== Task goal ==
Each image should be skipped while the records are restated word for word.

== Natural-language object grounding data ==

######

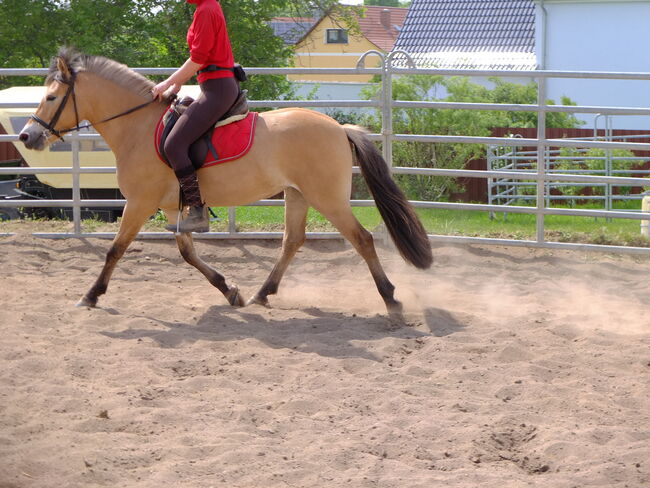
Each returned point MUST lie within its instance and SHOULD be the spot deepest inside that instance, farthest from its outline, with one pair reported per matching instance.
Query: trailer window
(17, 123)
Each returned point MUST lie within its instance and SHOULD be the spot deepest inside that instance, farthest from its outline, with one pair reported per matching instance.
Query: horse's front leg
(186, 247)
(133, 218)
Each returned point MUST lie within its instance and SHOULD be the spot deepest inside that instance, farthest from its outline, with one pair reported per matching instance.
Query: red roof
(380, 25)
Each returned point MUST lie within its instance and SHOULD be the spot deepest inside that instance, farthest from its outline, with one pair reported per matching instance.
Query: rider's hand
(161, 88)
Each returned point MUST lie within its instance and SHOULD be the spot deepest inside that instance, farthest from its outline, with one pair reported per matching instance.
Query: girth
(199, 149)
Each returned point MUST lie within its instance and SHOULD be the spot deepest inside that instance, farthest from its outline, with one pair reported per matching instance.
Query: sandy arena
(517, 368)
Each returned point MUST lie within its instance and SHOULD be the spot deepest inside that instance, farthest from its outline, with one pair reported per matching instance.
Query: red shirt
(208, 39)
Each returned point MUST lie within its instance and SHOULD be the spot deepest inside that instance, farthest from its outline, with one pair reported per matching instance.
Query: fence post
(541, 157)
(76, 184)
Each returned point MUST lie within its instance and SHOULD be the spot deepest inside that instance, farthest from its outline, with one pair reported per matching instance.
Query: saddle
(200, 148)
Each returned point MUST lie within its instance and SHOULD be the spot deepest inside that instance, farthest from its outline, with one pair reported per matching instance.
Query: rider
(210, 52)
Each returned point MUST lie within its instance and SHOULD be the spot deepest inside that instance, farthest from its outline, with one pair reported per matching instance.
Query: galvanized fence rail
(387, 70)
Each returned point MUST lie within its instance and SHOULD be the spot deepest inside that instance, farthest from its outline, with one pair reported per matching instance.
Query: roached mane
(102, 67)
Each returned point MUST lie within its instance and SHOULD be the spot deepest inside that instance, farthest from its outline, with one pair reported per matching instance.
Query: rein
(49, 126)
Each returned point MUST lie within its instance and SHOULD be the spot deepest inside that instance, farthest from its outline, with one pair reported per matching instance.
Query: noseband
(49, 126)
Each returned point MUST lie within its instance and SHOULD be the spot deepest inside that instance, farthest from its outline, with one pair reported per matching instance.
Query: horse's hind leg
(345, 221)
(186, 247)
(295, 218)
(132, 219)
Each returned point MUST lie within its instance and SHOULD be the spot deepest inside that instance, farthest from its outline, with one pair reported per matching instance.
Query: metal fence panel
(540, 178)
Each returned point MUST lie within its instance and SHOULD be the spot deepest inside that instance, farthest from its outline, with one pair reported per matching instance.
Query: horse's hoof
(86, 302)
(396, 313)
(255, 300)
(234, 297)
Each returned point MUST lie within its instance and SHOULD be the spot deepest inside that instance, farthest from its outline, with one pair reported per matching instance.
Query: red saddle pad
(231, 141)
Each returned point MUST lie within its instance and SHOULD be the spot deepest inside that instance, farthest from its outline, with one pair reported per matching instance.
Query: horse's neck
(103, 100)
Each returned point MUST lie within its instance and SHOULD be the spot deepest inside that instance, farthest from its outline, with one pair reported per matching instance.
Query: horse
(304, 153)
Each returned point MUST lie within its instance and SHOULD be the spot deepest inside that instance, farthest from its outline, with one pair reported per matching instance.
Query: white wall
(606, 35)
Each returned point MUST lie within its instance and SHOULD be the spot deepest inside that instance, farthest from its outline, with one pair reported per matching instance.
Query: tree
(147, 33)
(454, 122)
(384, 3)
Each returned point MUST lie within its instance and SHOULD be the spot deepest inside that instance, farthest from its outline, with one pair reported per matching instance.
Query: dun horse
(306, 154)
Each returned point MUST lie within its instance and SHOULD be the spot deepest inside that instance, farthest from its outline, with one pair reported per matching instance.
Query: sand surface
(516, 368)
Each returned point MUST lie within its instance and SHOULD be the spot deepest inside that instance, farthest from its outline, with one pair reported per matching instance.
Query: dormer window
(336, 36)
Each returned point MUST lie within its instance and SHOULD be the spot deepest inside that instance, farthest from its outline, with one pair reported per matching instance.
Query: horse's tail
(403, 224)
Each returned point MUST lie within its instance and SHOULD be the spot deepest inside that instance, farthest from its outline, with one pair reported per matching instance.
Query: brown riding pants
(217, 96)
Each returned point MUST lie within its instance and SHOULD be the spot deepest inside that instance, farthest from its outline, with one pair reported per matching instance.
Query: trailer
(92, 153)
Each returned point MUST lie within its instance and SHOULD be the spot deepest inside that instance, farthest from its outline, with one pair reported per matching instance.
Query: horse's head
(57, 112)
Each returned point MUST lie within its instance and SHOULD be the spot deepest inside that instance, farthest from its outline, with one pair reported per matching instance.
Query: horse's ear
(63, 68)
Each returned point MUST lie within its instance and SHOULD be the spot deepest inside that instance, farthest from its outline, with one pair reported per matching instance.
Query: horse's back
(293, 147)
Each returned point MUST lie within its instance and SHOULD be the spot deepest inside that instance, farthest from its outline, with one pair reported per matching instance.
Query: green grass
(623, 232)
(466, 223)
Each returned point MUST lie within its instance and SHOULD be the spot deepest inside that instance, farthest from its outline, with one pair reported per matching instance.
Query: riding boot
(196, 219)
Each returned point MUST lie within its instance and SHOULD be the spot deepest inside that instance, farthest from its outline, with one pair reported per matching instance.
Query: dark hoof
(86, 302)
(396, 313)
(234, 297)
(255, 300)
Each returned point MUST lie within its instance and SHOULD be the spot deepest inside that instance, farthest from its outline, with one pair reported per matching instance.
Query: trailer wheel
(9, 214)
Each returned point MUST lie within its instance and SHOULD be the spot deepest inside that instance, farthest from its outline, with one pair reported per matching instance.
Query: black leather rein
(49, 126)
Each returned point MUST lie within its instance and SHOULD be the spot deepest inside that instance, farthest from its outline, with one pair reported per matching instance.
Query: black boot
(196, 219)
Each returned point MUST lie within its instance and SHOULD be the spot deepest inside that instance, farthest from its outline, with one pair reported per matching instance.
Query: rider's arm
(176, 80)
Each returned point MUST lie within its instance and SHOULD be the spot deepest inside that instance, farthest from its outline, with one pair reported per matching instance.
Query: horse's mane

######

== Reply ==
Each returned point MUST lie within its instance and SHOULD be the spot deepest inside that instance, farthest from its outline, with one pair reported per matching instance.
Query: trailer window
(17, 123)
Each returned point MUST lie within its instance and SHOULD be the spot deepest inside that instance, farthest from its outline, with one pair reported per matching instance.
Query: horse's front leg
(186, 247)
(133, 218)
Each returned point MUST lie within its instance and SHOULD be the spot deepest inside that instance, farthest from its outline, with one pair reported per matching instance.
Query: red roof
(380, 25)
Each returned point MUST lie within its instance and SHOULD be the spot deepest inside that instance, farthest from its outline, with one pair reported per matching instance.
Query: rider's hand
(161, 88)
Each returned point MUST lie within its instance and SHOULD be the spot deepest inside that instance, farthest from its outline, with one pair reported per matching instance.
Query: girth
(199, 149)
Each returned point MUST lie within its instance and SHOULD be the spot deepest inside that instance, farthest from its outline, with one pair reported per matching instance.
Query: sandy arena
(517, 368)
Each returned point MUST lie within its instance and SHOULD be the spot deepest inside that instance, farthest from its outline, with one pair reported per matching instance.
Query: red shirt
(208, 39)
Each returned point MUST lie within its instance and SHOULD be the spot deepest inside that instance, farthest from its outline, with one pair reported per matching instance.
Query: fence post
(541, 157)
(76, 184)
Each returned point MUST lie within its instance and SHOULD be the spot deepest inside that instance, farthest from its outline, with one pair reported per matching instance.
Query: saddle
(200, 148)
Each returned point MUST lie within its instance and SHOULD be the spot deepest inside that instance, farthest from its outline, with one pair reported per matching instance.
Query: rider
(210, 52)
Each returned point MUST lie within its instance and SHOULD be the spot deepest inside that instance, farthest from its outline, with one pair reported per matching instance.
Query: galvanized fence rail
(387, 70)
Each returned point MUST lie within its instance and SHOULD be the spot deepest inside that instance, farthest from its outline, with one pair reported per matching instance.
Query: roached mane
(102, 67)
Each returned point MUST lie within its instance and SHOULD be the spot deepest inside that instance, farthest from its outline, with one pair reported per matching instance.
Query: rein
(49, 126)
Each returned point MUST lie within its instance and SHOULD be the spot deepest inside that instance, farthest from its outline, with one pair reported per matching instance.
Query: noseband
(49, 126)
Each returned point MUST lie within its instance and SHOULD be the spot deepest inside that instance, farthest from its outline, with one pair reported per matching instance.
Query: horse's hind leg
(345, 221)
(186, 247)
(295, 218)
(132, 219)
Each returned point MUST lie within its instance and SHOULD be the spot deepest inside that instance, farthest from its outline, with one pair reported per matching instance.
Query: metal fence panel
(540, 178)
Each returned point MUST lie within its instance and SHOULD be the spot deepest inside that instance, farthest from its outline, with one pair reported per matching instance.
Query: horse's hoof
(86, 302)
(396, 313)
(255, 300)
(234, 297)
Each returned point MUST lie within its instance and SHOULD be the spot deepest inside that instance, farthest from its outline, with one pair reported per matching instance.
Query: red saddle pad
(231, 141)
Each returned point MUST lie within its instance and SHOULD be the spot deepest inside that instance, farthest from its outline, with one pair reported per matching instance.
Query: horse's neck
(103, 100)
Each returned point MUST lie within its instance and SHOULD be the spot deepest inside that instance, farthest from its outline, with one pair reported per matching instance.
Query: horse
(304, 153)
Each returned point MUST lie within its instance and SHOULD be the spot deepest inside that instance, farthest from its outline, with one pair reported per matching instance.
Query: white wall
(606, 35)
Each returned point MUST lie within its instance and SHOULD be the spot deepest inside that instance, farthest from its outline, with one pair reported per matching instance.
Query: tree
(147, 33)
(454, 122)
(384, 3)
Each returned point MUST lie within its instance and SHOULD be the spot deepest inside that instance, farthest from its outline, with one pair reported per matching instance.
Query: dun horse
(306, 154)
Each returned point MUST lie within its instance and SHOULD be the spot deepest inside that instance, farthest from its outline, with one pair reported per matching instance.
Query: sand surface
(516, 368)
Each returned point MUST lie within its instance and SHOULD be the spot deepest inside that instance, farthest from its outline, with one pair reported per matching instance.
Query: dormer window
(336, 36)
Each returned point MUST lie within its instance and SHOULD be the spot deepest inside that instance, farthest from its outline, with one pair reported per matching instance.
Query: horse's tail
(403, 224)
Each returned point MUST lie within its instance and SHOULD be the spot deepest inside that instance, farthest from its outline, with one pair reported per matching instance.
Query: brown riding pants
(217, 96)
Each returned point MUST lie within its instance and SHOULD be the spot deepest inside that instance, farthest from its outline, with one pair reported per matching instance.
Query: trailer
(92, 153)
Each returned point MUST lie within its instance and SHOULD be the spot deepest inside that instance, farthest from its outline, with one pair reported per matching instance.
Query: horse's head
(57, 112)
Each returned point MUST lie within its instance and SHOULD be the spot deepest inside that instance, farthest from its outline, with one pair reported per matching instance.
Query: horse's ear
(63, 68)
Each returned point MUST lie within its instance and SHOULD be the spot deepest inside that instance, farthest from its outline, with one pair reported per matching instance.
Query: horse's back
(293, 147)
Each returned point MUST lie within its instance and SHOULD be the spot deepest inside that instance, farthest from its outline, with one pair reported per matching instance.
Query: green grass
(623, 232)
(466, 223)
Each returned point MUST lie within its instance and SHOULD be the spot deepest inside that instance, farthest from its outline, with one pair reported per matching instance.
Query: riding boot
(196, 219)
Each returned point MUST lie within its instance and SHOULD be the spot deepest inside that instance, farthest from its outline, with one pair reported per matching instance.
Query: dark hoof
(86, 302)
(396, 313)
(234, 297)
(255, 300)
Each returned point MUST lie within its instance and SHOULD be the spot deepest inside that instance, farthest from its outline, with one pair reported per matching instance.
Query: trailer wheel
(9, 214)
Each returned point MUST lie within its instance and SHOULD be the spot deepest inside that instance, farthest from its outline, with one pair reported per matching instance.
Query: black leather rein
(49, 126)
Each returned point MUST lie within its instance and SHOULD be the spot deepest inside that instance, farthest from its outline, with one pair reported per matching instance.
Query: black boot
(196, 219)
Each returned point MUST lie within its instance and SHOULD be the spot deepest inside that instance, farthest from its outline, with one pair reported per matching instance.
Query: rider's arm
(176, 80)
Each returned point MUST lie within its instance and SHOULD be the spot deepest inside that instance, farthest from its outline, with one pair reported per matching instance.
Query: horse's mane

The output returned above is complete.